----- TASK INPUT -----
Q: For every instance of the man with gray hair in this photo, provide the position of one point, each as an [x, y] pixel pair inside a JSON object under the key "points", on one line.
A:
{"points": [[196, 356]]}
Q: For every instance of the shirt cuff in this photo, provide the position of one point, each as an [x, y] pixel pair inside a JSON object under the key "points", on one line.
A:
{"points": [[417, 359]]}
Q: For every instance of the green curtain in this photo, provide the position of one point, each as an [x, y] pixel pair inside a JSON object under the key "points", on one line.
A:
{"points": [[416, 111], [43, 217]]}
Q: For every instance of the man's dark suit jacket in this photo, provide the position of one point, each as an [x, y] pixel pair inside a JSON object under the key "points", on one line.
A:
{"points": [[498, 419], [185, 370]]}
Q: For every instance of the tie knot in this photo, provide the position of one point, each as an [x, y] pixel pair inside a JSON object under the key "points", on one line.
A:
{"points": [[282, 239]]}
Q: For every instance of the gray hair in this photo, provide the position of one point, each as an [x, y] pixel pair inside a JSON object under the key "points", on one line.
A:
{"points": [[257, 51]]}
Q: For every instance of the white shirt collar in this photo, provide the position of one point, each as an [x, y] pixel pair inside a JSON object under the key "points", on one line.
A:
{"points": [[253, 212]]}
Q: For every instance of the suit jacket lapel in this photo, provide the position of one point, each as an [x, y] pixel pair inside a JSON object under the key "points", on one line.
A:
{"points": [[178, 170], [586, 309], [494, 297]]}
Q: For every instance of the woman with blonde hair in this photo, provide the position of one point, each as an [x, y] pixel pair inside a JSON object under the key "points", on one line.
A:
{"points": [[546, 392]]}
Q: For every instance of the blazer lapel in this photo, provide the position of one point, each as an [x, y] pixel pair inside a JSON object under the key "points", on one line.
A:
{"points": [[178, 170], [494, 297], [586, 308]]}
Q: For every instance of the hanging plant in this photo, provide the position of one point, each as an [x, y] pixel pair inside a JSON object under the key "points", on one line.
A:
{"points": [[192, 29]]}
-----
Gather all lines from the records above in which "lapel" appears.

Q: For every instance of the suit jacket lapel in this photo, provide the position of one point, each as an [x, y] pixel pair inside a JSON object under the key "points", on one line.
Q: For every instance of the blazer lapel in this photo, provide the position of one point, each as an [x, y] pixel pair inside a JSON object under the key "points", on one line.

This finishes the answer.